+++ Supplied entries +++

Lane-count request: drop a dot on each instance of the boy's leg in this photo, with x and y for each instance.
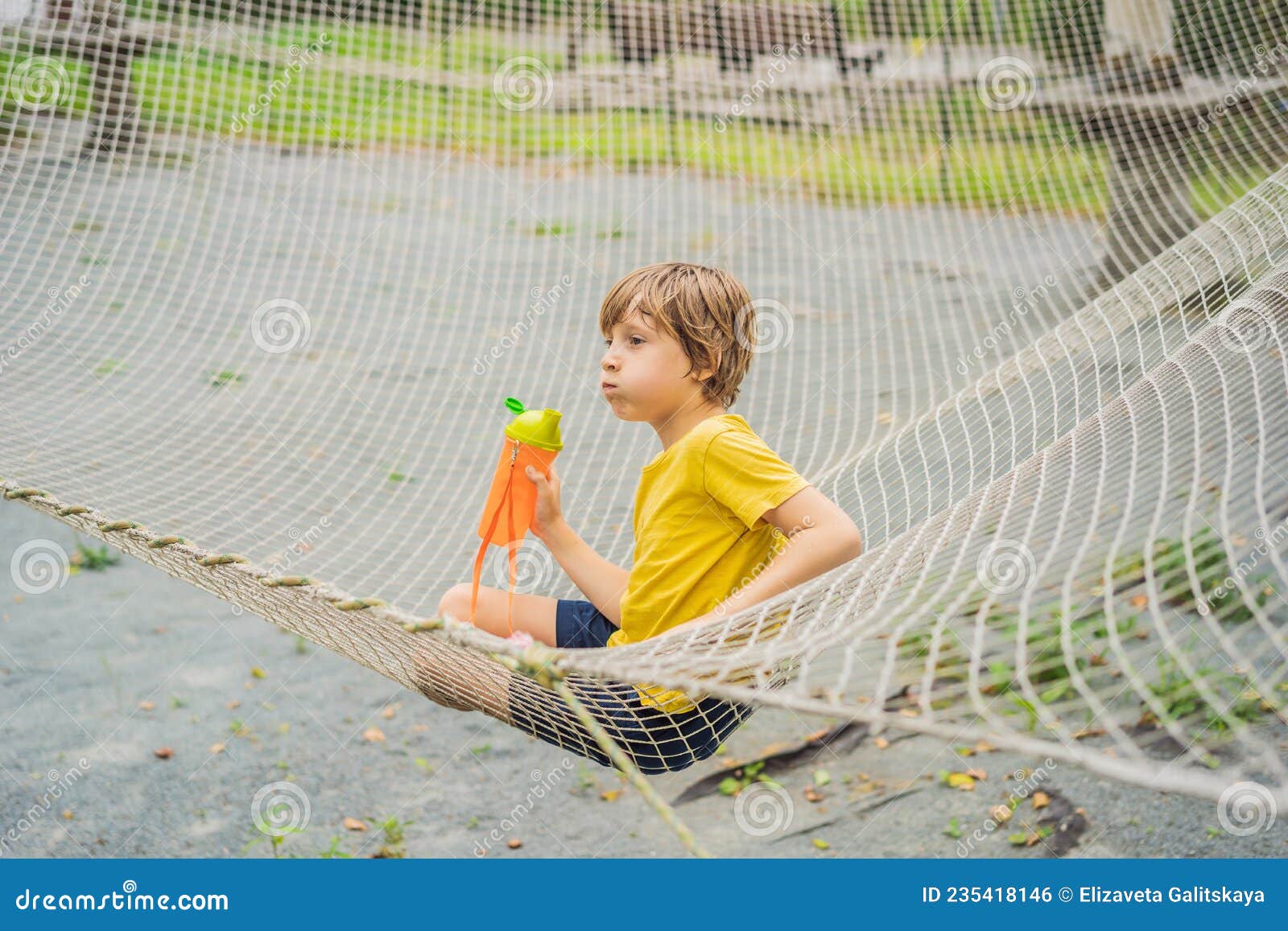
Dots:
(532, 613)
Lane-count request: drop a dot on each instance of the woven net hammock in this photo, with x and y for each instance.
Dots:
(1022, 302)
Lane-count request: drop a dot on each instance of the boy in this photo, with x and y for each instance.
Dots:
(712, 512)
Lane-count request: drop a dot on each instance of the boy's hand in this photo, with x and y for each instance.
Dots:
(549, 514)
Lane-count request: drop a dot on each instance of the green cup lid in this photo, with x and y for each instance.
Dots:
(539, 426)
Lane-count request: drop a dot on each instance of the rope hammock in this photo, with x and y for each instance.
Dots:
(1022, 309)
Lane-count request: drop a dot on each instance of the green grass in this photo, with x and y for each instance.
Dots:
(1018, 161)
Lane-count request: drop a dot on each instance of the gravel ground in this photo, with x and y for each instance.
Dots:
(100, 675)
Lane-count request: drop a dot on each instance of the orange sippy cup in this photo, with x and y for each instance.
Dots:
(532, 438)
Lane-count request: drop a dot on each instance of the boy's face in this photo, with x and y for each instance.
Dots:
(647, 371)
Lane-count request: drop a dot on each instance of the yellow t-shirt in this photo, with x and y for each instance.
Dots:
(699, 532)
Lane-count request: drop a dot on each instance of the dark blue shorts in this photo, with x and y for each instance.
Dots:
(656, 740)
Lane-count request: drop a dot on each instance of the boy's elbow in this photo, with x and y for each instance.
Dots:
(852, 546)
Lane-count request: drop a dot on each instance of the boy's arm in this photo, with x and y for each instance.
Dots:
(821, 538)
(602, 583)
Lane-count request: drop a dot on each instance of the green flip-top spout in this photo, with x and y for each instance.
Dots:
(539, 428)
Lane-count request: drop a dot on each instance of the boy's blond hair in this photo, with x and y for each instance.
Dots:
(706, 311)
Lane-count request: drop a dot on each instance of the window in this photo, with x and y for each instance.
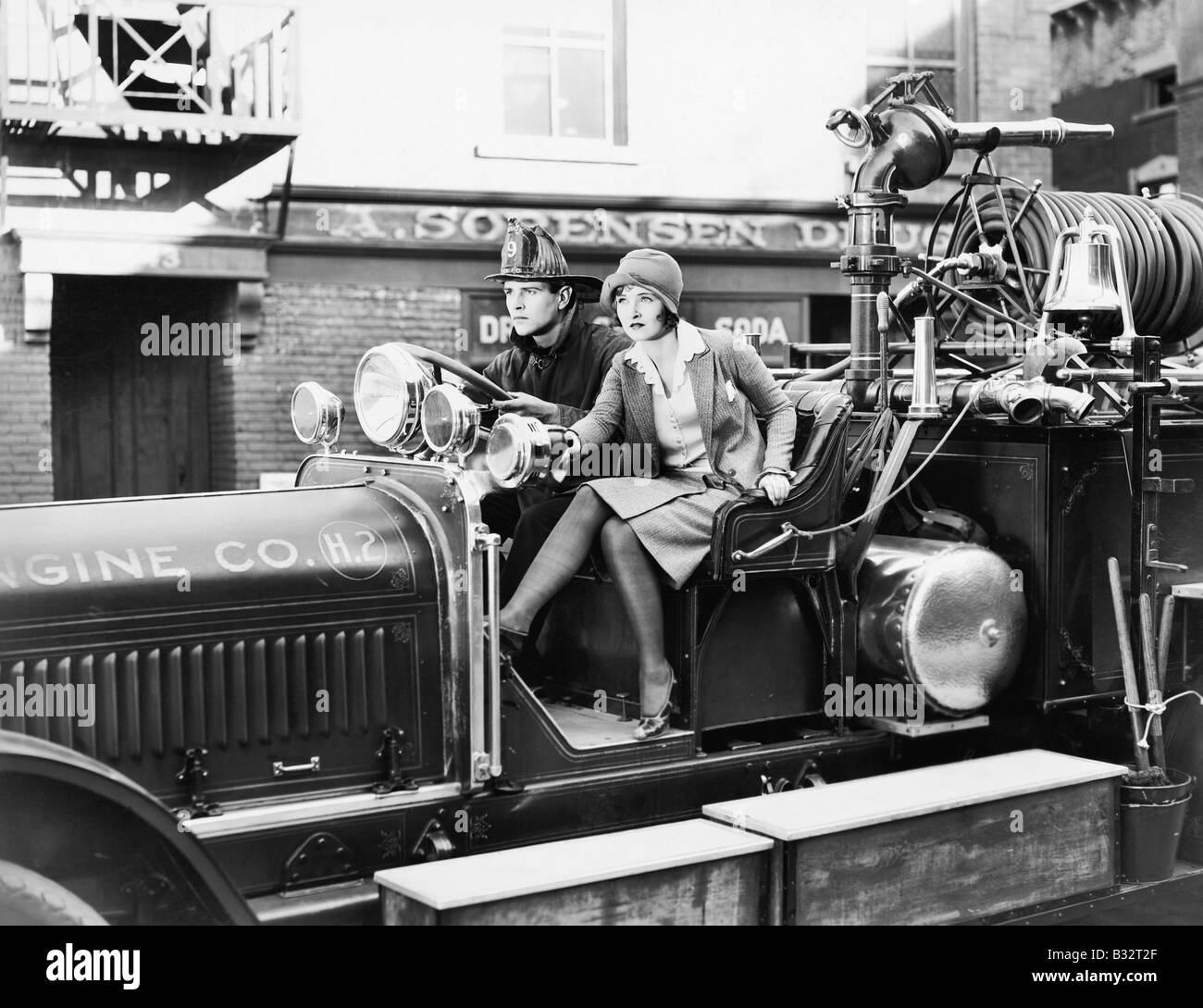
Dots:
(564, 70)
(1161, 89)
(913, 35)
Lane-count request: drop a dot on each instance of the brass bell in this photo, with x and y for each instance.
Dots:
(1087, 277)
(1087, 281)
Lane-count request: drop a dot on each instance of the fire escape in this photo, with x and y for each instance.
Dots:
(137, 104)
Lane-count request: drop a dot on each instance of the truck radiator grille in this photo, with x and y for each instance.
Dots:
(157, 700)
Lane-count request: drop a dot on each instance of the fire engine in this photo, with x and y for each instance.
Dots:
(293, 688)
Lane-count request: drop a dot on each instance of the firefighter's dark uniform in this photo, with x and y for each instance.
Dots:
(568, 374)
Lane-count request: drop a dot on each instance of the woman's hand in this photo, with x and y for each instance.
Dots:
(776, 486)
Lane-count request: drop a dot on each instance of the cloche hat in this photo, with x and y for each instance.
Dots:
(532, 254)
(649, 268)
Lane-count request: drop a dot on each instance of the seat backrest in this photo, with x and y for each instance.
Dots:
(823, 417)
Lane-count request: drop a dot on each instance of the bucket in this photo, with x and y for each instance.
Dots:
(1151, 818)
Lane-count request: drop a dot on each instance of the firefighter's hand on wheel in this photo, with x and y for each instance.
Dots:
(528, 405)
(776, 486)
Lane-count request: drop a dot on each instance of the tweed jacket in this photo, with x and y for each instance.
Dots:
(728, 381)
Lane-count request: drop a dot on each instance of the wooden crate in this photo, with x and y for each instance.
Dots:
(943, 843)
(692, 872)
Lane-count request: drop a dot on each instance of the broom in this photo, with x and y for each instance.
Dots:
(1144, 772)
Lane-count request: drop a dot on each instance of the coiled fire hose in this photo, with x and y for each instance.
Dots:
(1161, 241)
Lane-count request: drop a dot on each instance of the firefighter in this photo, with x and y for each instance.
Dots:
(554, 368)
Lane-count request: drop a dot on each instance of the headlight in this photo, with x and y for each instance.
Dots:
(390, 385)
(316, 414)
(521, 449)
(450, 420)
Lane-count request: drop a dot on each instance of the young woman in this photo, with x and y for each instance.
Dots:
(687, 394)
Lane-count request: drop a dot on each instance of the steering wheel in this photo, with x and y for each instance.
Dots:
(473, 378)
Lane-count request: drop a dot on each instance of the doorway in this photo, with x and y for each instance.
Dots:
(131, 417)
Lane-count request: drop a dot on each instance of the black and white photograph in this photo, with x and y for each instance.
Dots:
(602, 462)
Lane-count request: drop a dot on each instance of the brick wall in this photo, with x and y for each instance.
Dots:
(25, 462)
(1190, 99)
(313, 332)
(1014, 77)
(1098, 47)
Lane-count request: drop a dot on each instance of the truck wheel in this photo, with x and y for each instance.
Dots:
(29, 898)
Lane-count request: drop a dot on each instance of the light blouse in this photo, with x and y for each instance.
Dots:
(675, 410)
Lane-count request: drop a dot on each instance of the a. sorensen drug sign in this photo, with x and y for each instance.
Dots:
(453, 225)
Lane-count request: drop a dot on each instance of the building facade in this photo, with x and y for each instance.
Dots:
(380, 147)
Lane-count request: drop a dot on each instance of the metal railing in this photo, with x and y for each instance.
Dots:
(88, 60)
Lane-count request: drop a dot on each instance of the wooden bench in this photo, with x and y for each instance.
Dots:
(692, 872)
(942, 843)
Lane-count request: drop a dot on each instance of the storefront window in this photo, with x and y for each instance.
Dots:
(913, 35)
(564, 67)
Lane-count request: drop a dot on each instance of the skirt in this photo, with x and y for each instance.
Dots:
(673, 515)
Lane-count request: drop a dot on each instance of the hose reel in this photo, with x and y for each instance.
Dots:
(1161, 241)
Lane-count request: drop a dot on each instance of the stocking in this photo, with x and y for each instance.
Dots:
(639, 587)
(558, 559)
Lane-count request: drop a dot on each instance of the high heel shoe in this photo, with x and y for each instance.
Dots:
(512, 642)
(651, 727)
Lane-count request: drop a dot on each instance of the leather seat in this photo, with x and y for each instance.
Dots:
(813, 502)
(814, 498)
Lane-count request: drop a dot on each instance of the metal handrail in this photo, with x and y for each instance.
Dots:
(260, 87)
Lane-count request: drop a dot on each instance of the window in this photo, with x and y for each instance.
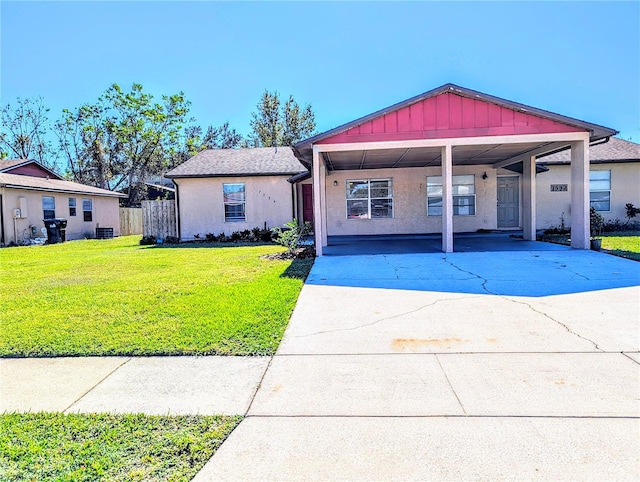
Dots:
(87, 210)
(48, 207)
(234, 202)
(464, 195)
(600, 190)
(370, 199)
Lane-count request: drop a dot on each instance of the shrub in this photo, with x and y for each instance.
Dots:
(292, 234)
(147, 240)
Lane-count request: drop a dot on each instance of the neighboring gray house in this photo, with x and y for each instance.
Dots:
(227, 190)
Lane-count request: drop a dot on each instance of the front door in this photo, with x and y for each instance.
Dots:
(307, 202)
(508, 202)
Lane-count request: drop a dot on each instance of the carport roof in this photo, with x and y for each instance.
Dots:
(467, 113)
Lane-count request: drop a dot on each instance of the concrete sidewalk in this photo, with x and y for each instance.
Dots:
(152, 385)
(425, 367)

+++

Aim of the task: Repeat nothing but the lines from the one containing "Lane-count request: drop a dot on each instance of the hose" through the end of the entries, exactly, and skip the pictures.

Task result:
Lane-count request: drop a dot on each instance of the hose reel in this photo, with x and y for each instance.
Dots:
(1161, 241)
Lane-count request: drop a dot on each instance of the stocking in this photo, with x and y for each instance.
Dots:
(639, 587)
(558, 559)
Lane-count request: drop a dot on each instance of the high heel shoe in this photo, with x and y for each instance.
Dots:
(512, 642)
(651, 727)
Lane-count request: drop a dot on each instance of the leather seat in this photo, with x and y for each instance.
Dots:
(813, 502)
(814, 498)
Lane-count request: drop a dot on each instance of the metal handrail in this photo, with x and y for each instance.
Dots:
(260, 87)
Lane-count request: drop a dot on each instance of the window in this photo, with x and y for each instance.
Dots:
(87, 210)
(48, 207)
(234, 202)
(464, 195)
(600, 190)
(370, 199)
Lane-count request: drop a dot on each instance of the shrub in this photo, with x and y for each instance.
Dots:
(292, 234)
(147, 240)
Lane-count request: drop a dot on each instance of the neighboring gray house in this photo, with x and y for each instance.
Dots:
(227, 190)
Lane-count request: drop a dot on each instance of the front door in this photo, with x and y for each instance.
Dots:
(307, 202)
(508, 202)
Lane-count request: drop a dot on each instance of the carport roof in this photo, with x and y for each instance.
Dots:
(467, 113)
Lane-count request: drop a dot on each instance of the concrete sidewalk in this photo, with x and y for each instance.
Dots:
(152, 385)
(425, 367)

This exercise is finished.